Friday, August 21, 2020

The Practical 365 Weekly Update: Ep 43








Your weekly digest for Microsoft 365 News





Internet Explorer 11 is dead – long live the modern Edge





STEVE: The first one this week of note is that Microsoft 365 is going to be removing support for IE11, so if you’ve been following Twitter and other announcements this week, then you’ll know that Microsoft are actually putting an end to IE. Internet Explorer is dying and there’s not going to be. Many people are not going to be sorry to see IE’s demise.





Obviously in the wider Windows context then this is something that’s going to be important to you. If you’re supporting Legacy Line of business applications that rely on it, but from a Microsoft 365 perspective, this means a couple of things. This means later this year, so from November 30 the teams web app.

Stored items
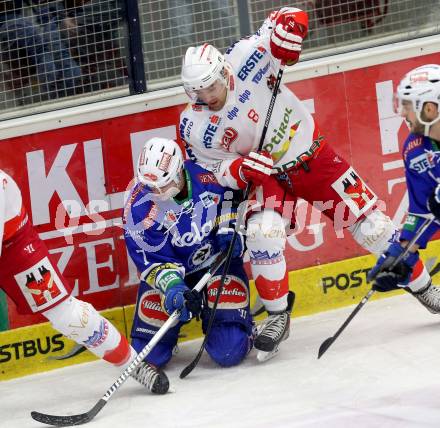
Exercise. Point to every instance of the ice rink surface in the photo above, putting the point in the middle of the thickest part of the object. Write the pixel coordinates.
(383, 371)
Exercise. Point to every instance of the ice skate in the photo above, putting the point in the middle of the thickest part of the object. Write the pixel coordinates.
(155, 380)
(275, 328)
(429, 297)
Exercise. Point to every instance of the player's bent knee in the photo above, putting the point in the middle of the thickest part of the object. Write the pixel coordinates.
(228, 344)
(373, 232)
(159, 356)
(76, 319)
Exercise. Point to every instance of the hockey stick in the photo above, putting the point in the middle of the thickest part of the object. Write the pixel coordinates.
(329, 341)
(241, 217)
(79, 419)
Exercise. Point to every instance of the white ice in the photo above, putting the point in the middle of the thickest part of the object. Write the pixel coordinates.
(383, 371)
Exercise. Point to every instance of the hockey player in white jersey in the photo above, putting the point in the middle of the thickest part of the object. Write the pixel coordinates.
(31, 279)
(221, 128)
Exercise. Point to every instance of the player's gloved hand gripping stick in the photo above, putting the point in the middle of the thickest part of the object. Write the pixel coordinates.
(239, 225)
(329, 341)
(63, 421)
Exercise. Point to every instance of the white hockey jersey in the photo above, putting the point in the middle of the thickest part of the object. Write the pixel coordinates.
(214, 139)
(12, 212)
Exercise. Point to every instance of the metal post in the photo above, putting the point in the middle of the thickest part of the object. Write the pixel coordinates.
(137, 80)
(4, 324)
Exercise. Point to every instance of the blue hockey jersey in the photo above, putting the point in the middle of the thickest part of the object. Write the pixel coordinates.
(421, 157)
(176, 237)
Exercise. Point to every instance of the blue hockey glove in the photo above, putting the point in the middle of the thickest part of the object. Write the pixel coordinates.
(224, 238)
(386, 279)
(434, 202)
(179, 296)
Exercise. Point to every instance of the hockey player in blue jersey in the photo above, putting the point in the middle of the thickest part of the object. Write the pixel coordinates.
(177, 220)
(417, 100)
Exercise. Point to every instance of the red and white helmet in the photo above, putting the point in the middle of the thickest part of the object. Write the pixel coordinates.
(202, 66)
(160, 164)
(420, 86)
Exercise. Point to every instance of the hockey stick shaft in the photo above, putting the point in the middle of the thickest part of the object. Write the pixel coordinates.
(79, 419)
(241, 217)
(329, 341)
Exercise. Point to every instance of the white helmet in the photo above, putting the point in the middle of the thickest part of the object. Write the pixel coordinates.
(201, 67)
(420, 86)
(160, 163)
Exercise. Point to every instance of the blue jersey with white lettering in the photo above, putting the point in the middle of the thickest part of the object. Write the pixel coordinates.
(177, 236)
(421, 157)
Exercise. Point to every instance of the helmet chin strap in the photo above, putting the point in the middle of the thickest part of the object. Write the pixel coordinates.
(428, 124)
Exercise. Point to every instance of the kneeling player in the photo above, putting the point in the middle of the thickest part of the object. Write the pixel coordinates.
(174, 229)
(29, 276)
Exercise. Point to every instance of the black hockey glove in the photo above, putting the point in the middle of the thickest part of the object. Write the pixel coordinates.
(434, 202)
(193, 302)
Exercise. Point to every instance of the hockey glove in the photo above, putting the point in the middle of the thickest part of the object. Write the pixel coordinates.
(386, 279)
(179, 296)
(224, 238)
(290, 28)
(434, 202)
(256, 167)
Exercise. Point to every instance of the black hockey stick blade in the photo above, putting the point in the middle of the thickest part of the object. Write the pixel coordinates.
(76, 350)
(68, 421)
(190, 367)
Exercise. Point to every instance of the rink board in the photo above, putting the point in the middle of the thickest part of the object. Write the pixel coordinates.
(317, 289)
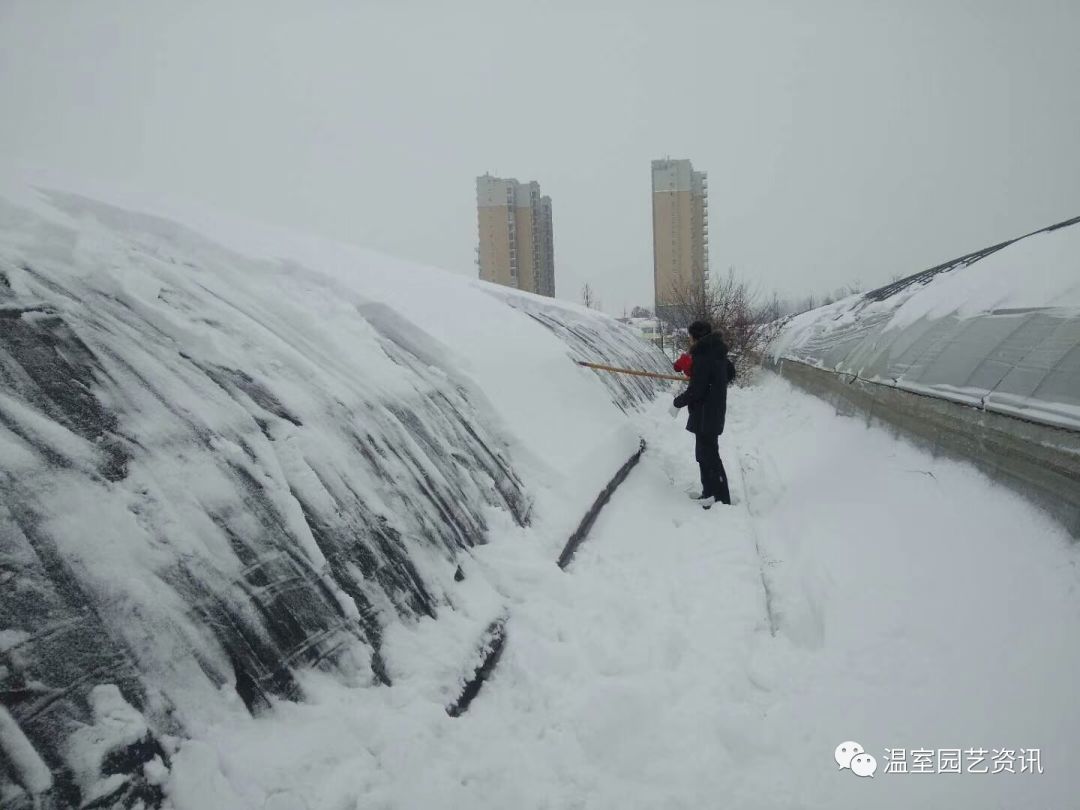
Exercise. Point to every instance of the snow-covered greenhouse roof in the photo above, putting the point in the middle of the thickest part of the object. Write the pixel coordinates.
(998, 328)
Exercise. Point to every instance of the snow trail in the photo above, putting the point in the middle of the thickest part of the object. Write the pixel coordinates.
(917, 605)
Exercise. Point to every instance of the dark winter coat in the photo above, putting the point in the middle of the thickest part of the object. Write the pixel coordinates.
(706, 396)
(684, 364)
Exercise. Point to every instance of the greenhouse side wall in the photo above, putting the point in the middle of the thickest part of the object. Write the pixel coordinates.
(1040, 461)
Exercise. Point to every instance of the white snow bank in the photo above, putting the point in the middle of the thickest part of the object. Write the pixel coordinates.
(917, 605)
(227, 460)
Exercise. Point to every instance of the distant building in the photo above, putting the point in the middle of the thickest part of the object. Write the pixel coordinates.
(679, 234)
(516, 244)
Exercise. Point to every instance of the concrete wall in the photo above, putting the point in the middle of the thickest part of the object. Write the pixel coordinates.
(1039, 461)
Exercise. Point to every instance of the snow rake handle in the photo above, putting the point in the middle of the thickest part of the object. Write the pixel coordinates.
(636, 373)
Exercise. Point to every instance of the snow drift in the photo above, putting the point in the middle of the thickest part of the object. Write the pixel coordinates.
(998, 329)
(229, 455)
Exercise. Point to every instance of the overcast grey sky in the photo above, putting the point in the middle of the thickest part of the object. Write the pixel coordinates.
(845, 142)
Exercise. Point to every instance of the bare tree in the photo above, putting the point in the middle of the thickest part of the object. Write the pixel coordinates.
(745, 321)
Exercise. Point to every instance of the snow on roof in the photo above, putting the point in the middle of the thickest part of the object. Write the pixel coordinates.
(998, 328)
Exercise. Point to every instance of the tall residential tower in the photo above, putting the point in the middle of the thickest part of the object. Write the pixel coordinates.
(679, 237)
(516, 245)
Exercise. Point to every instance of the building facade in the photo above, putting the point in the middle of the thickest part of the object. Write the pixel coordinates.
(516, 243)
(679, 237)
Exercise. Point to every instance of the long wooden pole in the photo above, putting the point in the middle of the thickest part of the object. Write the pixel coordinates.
(656, 375)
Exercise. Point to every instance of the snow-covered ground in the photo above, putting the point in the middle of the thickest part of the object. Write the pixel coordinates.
(858, 590)
(260, 496)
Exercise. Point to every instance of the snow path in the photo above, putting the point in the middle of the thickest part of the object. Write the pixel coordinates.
(916, 604)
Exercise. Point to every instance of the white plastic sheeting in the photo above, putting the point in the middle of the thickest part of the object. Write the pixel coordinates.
(998, 329)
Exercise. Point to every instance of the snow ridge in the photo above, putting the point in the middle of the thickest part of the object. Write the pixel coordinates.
(219, 470)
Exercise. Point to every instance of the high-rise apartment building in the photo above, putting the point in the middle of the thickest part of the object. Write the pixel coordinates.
(516, 244)
(679, 235)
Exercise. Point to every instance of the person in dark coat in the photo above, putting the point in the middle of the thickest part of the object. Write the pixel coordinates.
(706, 402)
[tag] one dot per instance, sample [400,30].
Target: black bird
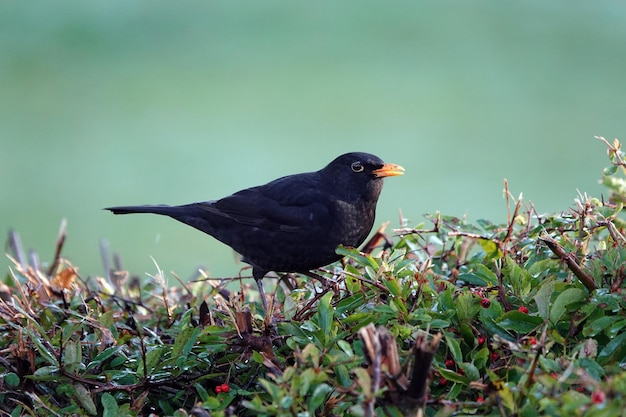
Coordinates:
[294,223]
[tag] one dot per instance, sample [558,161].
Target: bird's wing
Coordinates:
[274,207]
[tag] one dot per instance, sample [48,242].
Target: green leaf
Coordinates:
[453,376]
[567,297]
[542,298]
[519,278]
[470,370]
[325,315]
[454,347]
[84,398]
[109,404]
[519,322]
[392,286]
[318,398]
[11,379]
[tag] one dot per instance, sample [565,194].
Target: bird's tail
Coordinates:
[160,209]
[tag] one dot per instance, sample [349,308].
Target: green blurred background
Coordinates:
[126,102]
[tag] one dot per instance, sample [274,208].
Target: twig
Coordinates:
[570,260]
[15,245]
[59,247]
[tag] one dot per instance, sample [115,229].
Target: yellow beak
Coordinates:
[388,170]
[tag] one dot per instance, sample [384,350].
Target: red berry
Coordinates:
[597,397]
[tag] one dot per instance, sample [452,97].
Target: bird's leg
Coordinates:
[258,277]
[259,283]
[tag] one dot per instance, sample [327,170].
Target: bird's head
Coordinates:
[359,175]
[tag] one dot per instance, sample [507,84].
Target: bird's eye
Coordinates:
[357,167]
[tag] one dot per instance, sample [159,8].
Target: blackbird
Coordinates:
[294,223]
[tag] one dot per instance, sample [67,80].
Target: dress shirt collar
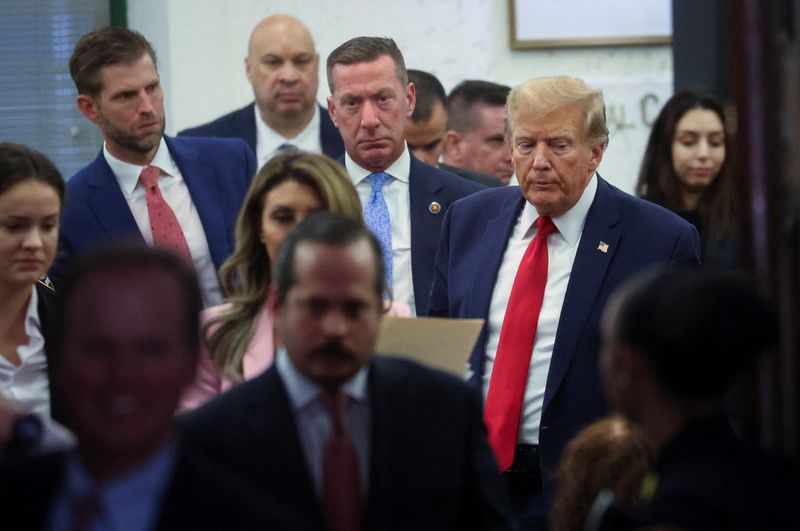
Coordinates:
[33,325]
[570,223]
[400,169]
[127,174]
[273,140]
[303,392]
[130,501]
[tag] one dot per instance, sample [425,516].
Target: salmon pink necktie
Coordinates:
[510,371]
[167,232]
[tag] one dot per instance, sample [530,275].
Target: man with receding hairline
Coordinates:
[370,101]
[283,68]
[549,253]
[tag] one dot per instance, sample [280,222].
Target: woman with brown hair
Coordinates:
[685,169]
[239,334]
[612,454]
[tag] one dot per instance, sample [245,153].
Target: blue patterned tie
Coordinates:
[376,217]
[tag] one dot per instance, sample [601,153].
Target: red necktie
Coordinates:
[510,371]
[167,232]
[341,489]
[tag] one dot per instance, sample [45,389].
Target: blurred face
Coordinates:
[485,149]
[370,106]
[285,206]
[29,213]
[553,160]
[329,320]
[125,360]
[283,69]
[425,139]
[698,148]
[129,110]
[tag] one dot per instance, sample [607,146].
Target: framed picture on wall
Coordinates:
[583,23]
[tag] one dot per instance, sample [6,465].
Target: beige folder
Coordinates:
[441,343]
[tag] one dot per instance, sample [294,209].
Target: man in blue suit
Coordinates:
[600,236]
[196,186]
[283,68]
[370,101]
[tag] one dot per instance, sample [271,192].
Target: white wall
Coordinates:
[202,44]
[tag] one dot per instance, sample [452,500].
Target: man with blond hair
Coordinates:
[549,252]
[283,68]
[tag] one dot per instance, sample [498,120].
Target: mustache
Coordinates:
[333,349]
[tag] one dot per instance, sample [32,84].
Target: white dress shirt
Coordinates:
[562,247]
[313,420]
[176,194]
[268,140]
[27,385]
[398,201]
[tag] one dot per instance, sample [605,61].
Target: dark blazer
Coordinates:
[474,238]
[431,192]
[199,496]
[430,465]
[490,181]
[242,124]
[217,173]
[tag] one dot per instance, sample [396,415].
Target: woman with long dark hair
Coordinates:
[685,169]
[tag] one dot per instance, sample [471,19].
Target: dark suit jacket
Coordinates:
[430,466]
[428,186]
[200,496]
[242,124]
[217,173]
[474,238]
[490,181]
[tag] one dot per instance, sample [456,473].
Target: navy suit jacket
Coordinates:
[200,495]
[474,238]
[430,462]
[242,124]
[428,185]
[217,173]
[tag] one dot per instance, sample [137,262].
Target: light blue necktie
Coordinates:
[376,217]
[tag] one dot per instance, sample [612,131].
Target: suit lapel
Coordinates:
[588,272]
[108,204]
[423,191]
[202,184]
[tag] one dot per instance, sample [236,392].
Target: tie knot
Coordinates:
[149,176]
[545,226]
[378,180]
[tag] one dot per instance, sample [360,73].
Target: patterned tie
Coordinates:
[510,371]
[376,217]
[341,486]
[167,232]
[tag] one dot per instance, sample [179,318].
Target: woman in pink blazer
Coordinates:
[239,338]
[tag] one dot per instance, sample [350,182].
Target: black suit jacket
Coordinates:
[430,467]
[242,124]
[200,496]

*Problems to solve*:
1. In the weekly update excerpt, Microsoft 365 is removing support for which browser?
2. Reproduce the rows from the line containing "[tag] one dot per instance, sample [456,473]." down to the end of the rows, replacing "Target" with "Object" and keeping everything else the same.

*Answers provided*:
1. Internet Explorer 11 (IE11).

2.
[tag] one dot per instance, sample [456,473].
Object: navy suit jacket
Coordinates:
[200,495]
[474,238]
[430,462]
[242,124]
[428,185]
[217,173]
[tag] one dot per instance, sample [137,262].
Object: light blue necktie
Coordinates:
[376,217]
[tag] one dot per instance, sample [612,131].
Object: suit lapel
Coordinates:
[588,272]
[108,204]
[423,191]
[202,184]
[tag] one dot per instance, sample [236,392].
Object: tie knot
Coordinates:
[149,176]
[545,226]
[378,180]
[tag] one dot per instance, sample [360,73].
Object: patterned tie
Coordinates:
[510,371]
[376,217]
[341,486]
[167,232]
[tag] one dot per instance, sample [179,318].
Object: woman in pink blazer
Coordinates:
[239,338]
[tag] one dot per instance, sample [350,182].
Object: black suit jacket
Coordinates:
[430,467]
[242,124]
[200,496]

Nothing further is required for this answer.